What to do:
- A) Rewrite the paragraph of the Chembond financial summary that starts "Operating profitability on continuing business" as a short bulleted list, keeping its main figures.
- B) Write the next part of the Chembond financial summary, picking up after its final sentence.

CHEMBOND - Chembond Chem.
Financial Performance
Revenue Growth by Segment
Consolidated revenue from continuing operations grew 13% YoY to INR 201.30 Cr in FY25 from INR 178.24 Cr in FY24. However, total consolidated revenue including demerged entities fell 56.4% from INR 461.99 Cr in FY24 to INR 201.30 Cr in FY25 following the demerger of the Water and Construction Chemical businesses.
Geographic Revenue Split
Not disclosed in available documents; however, the group operates subsidiaries in Malaysia and Thailand, indicating international revenue streams alongside domestic Indian operations.
Profitability Margins
Operating profitability on continuing business improved to 6.75% in FY25 from 3.5% in FY24 due to better cost absorption. Reported PAT margin for FY25 stood at 8.72% compared to 6.27% (restated) in FY24, driven by a 57% increase in PAT to INR 17.56 Cr.

Records:
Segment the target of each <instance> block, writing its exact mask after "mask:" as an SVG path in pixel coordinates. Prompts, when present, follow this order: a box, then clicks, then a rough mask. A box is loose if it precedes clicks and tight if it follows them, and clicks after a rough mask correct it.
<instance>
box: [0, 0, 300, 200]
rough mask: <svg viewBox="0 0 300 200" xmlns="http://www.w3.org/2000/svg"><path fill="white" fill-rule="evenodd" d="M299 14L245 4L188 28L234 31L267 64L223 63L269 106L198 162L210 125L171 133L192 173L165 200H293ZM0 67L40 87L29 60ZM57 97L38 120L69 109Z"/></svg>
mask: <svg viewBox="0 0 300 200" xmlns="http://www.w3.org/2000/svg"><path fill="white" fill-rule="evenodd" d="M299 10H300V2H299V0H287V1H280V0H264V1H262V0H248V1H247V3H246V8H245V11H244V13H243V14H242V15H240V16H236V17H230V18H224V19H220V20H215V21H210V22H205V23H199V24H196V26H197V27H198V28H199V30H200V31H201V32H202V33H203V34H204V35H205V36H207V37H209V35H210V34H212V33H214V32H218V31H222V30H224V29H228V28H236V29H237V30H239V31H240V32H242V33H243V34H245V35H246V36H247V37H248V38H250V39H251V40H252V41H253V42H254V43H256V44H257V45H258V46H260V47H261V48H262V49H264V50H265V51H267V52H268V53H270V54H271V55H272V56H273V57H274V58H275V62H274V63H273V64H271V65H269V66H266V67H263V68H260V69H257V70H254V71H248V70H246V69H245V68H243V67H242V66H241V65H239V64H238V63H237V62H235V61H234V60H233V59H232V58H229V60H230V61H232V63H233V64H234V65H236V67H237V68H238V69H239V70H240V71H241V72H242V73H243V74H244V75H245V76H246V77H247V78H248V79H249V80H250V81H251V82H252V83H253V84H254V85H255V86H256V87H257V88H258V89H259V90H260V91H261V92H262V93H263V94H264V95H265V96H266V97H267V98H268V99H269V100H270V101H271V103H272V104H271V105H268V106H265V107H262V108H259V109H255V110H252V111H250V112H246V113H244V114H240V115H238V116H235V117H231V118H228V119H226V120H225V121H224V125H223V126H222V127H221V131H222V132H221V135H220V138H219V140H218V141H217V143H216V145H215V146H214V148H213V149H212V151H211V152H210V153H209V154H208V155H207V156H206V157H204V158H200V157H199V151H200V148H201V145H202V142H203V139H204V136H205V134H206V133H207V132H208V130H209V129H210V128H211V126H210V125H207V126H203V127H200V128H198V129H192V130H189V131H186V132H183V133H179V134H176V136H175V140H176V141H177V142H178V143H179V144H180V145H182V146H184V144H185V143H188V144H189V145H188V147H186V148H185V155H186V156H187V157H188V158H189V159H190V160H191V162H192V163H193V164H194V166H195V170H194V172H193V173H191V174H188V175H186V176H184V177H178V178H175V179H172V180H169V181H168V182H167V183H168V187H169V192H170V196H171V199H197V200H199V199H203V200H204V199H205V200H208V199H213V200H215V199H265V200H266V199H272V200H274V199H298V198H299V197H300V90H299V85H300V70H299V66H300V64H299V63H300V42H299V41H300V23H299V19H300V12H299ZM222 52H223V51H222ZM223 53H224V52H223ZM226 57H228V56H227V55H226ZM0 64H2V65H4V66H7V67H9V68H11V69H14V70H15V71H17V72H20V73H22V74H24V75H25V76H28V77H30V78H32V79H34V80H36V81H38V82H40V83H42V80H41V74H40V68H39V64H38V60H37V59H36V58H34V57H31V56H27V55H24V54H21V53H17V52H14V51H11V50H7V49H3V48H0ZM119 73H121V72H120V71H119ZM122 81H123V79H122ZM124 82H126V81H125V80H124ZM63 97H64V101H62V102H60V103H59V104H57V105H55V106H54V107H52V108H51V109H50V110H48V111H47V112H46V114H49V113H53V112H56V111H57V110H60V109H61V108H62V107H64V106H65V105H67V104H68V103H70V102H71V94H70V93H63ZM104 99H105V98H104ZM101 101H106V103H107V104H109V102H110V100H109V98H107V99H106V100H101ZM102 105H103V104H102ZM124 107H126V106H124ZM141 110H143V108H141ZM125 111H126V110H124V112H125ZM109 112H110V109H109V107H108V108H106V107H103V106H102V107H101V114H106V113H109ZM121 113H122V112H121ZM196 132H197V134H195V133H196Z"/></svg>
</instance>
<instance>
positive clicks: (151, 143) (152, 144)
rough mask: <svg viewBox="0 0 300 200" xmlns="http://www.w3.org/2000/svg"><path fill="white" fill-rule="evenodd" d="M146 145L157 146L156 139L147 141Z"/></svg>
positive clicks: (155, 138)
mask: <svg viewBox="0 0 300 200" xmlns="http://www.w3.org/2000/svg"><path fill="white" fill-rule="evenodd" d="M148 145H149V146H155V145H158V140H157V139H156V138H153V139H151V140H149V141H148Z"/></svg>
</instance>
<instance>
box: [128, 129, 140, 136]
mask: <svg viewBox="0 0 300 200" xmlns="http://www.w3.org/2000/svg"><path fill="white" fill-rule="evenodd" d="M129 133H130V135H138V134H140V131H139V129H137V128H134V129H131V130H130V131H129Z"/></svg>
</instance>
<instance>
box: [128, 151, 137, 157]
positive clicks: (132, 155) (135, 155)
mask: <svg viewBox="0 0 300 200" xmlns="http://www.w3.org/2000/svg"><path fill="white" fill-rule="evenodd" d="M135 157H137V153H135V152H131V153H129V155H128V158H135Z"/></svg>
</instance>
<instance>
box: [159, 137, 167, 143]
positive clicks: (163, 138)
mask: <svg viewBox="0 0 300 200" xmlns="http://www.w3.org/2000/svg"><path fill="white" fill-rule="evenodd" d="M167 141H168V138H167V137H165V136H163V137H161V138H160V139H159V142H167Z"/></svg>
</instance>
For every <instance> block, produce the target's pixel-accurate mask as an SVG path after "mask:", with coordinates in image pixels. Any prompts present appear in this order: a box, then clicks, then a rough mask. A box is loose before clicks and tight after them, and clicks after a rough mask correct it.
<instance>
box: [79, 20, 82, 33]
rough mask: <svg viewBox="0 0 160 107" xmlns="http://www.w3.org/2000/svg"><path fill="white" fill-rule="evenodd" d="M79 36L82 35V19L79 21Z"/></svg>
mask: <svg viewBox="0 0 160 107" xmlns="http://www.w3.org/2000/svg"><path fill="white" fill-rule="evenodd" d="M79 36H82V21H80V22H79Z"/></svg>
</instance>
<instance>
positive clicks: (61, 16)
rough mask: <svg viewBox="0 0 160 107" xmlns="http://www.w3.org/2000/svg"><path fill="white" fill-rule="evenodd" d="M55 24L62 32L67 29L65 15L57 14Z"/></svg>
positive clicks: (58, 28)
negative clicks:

Outputs for the tasks:
- A)
- Operating profitability on the continuing business rose to 6.75% in FY25 from 3.5% in FY24, due to better cost absorption.
- Reported PAT margin was 8.72% in FY25, up from 6.27% (restated) in FY24.
- The margin gain was driven by a 57% increase in PAT, to INR 17.56 Cr.

- B)
EBITDA Margin
Operating margins have historically ranged between 5-8% (FY20-FY23), peaking at 11.06% in 9MFY24. The current EBITDA margin of 6.75% reflects a recovery from the 3.5% low in FY24, though absolute EBITDA remains impacted by the reduced scale of operations post-demerger.
Capital Expenditure
The group has no major capex plans over the medium term as of March 2025. Historical capital work-in-progress was INR 7.51 Cr as of March 31, 2025, which reduced to INR 1.47 Cr by September 30, 2025, suggesting completion of minor projects.
Credit Rating & Borrowing
CRISIL downgraded the long-term rating to 'CRISIL BBB/Stable' from 'CRISIL BBB+/Negative' in 2025 due to the weakened business risk profile post-demerger. Interest coverage is exceptionally healthy, expected to be above 40 times in FY25.
Operational Drivers
Raw Materials
Specific chemical names are not listed, but 'Cost of Materials Consumed' represents 57.7% of total revenue, amounting to INR 116.19 Cr in FY25.
Key Suppliers
Not disclosed in available documents; however, the company maintains long-term relationships with key suppliers to mitigate supply chain volatility.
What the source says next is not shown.